**EXERCISE REQUIREMENTS**: From the data below, copy word for word every line from the one containing "Place a dot on every instance of the green" up to and including the final line of the data, and leave out any pictures.

**INFORMATION SHOWN**:
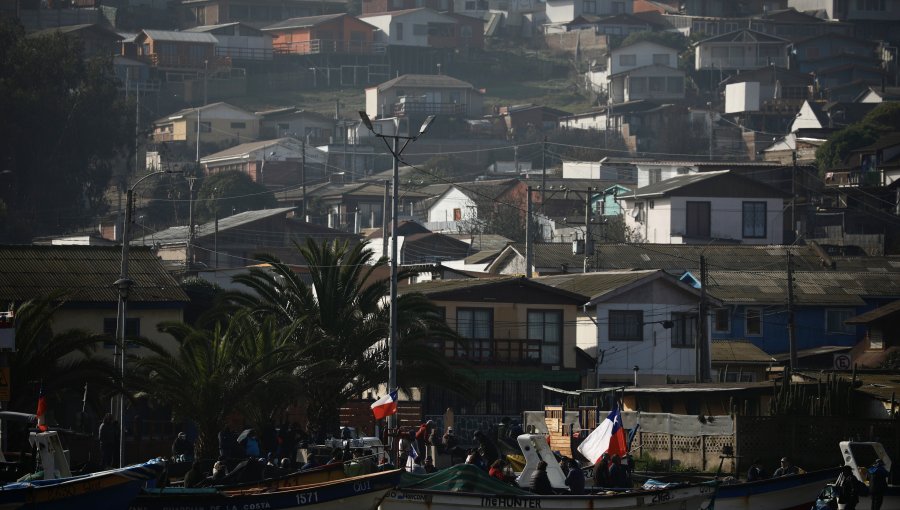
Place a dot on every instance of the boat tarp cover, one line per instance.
(460, 478)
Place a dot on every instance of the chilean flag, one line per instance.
(385, 406)
(608, 437)
(42, 408)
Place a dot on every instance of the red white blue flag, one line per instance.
(385, 406)
(608, 437)
(42, 409)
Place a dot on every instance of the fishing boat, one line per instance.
(861, 455)
(790, 492)
(468, 486)
(357, 492)
(54, 487)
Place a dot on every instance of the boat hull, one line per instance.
(679, 498)
(361, 492)
(794, 492)
(114, 489)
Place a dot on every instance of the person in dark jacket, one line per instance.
(601, 472)
(848, 490)
(574, 477)
(878, 477)
(618, 478)
(540, 482)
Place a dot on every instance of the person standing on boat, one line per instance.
(486, 447)
(848, 490)
(108, 443)
(540, 482)
(878, 476)
(601, 471)
(786, 468)
(574, 477)
(618, 478)
(756, 471)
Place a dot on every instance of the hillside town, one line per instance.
(499, 219)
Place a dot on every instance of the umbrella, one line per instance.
(244, 435)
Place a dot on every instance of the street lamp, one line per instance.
(396, 150)
(123, 285)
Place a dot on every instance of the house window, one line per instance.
(476, 325)
(834, 322)
(661, 59)
(546, 326)
(697, 220)
(675, 85)
(626, 325)
(637, 85)
(132, 329)
(684, 329)
(753, 322)
(754, 219)
(722, 320)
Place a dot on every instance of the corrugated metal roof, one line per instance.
(302, 22)
(593, 285)
(179, 234)
(817, 288)
(170, 35)
(84, 273)
(668, 185)
(738, 351)
(674, 258)
(425, 81)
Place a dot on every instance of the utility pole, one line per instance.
(792, 342)
(529, 241)
(384, 217)
(189, 249)
(543, 171)
(700, 348)
(794, 228)
(303, 177)
(588, 241)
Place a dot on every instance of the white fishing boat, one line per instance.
(861, 455)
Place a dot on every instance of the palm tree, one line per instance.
(341, 325)
(56, 362)
(214, 371)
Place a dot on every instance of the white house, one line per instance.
(564, 11)
(417, 95)
(704, 207)
(640, 71)
(239, 41)
(740, 50)
(411, 27)
(646, 319)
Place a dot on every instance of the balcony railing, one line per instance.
(316, 46)
(742, 62)
(507, 351)
(428, 108)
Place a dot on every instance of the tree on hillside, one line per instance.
(341, 323)
(229, 193)
(65, 127)
(214, 372)
(834, 152)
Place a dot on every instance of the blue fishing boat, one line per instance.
(113, 489)
(356, 493)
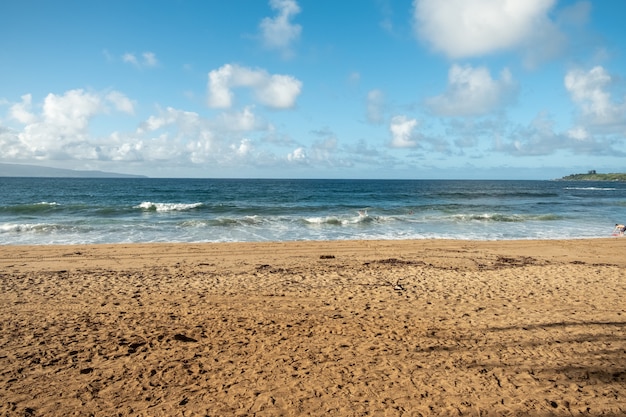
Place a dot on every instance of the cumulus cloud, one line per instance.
(144, 60)
(22, 111)
(298, 156)
(279, 32)
(272, 90)
(464, 28)
(402, 129)
(590, 90)
(473, 92)
(58, 128)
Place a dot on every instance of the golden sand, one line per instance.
(352, 328)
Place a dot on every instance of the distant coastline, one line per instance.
(18, 170)
(593, 176)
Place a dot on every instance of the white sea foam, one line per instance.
(147, 205)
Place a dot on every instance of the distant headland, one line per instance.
(594, 176)
(18, 170)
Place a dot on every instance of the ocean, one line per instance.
(54, 211)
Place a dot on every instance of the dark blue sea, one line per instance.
(76, 211)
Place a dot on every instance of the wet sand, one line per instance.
(432, 327)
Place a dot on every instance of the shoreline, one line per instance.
(443, 327)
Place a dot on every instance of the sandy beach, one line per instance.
(350, 328)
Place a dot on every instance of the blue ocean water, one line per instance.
(81, 210)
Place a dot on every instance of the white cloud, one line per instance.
(473, 92)
(146, 59)
(21, 111)
(590, 91)
(401, 129)
(298, 155)
(243, 148)
(278, 32)
(60, 130)
(375, 106)
(275, 91)
(464, 28)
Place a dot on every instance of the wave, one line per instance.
(362, 218)
(31, 208)
(506, 218)
(165, 207)
(33, 228)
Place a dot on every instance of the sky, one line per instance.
(423, 89)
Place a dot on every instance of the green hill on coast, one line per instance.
(594, 176)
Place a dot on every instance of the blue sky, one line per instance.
(493, 89)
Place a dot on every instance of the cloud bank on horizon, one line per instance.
(382, 89)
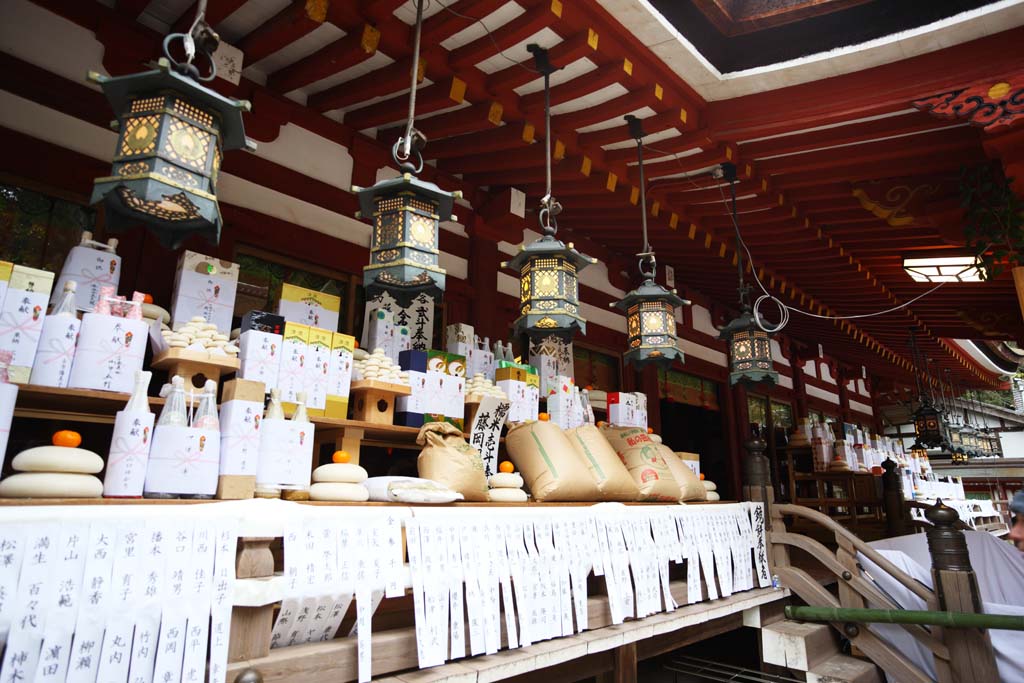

**WORKED SOLUTION**:
Place a dot on every instance of the green hill on coast, one line per instance.
(594, 176)
Place a dot on every instance of the blue sky, one line per instance.
(493, 89)
Place a dot on every instance of the cloud bank on horizon, one line per instance.
(382, 89)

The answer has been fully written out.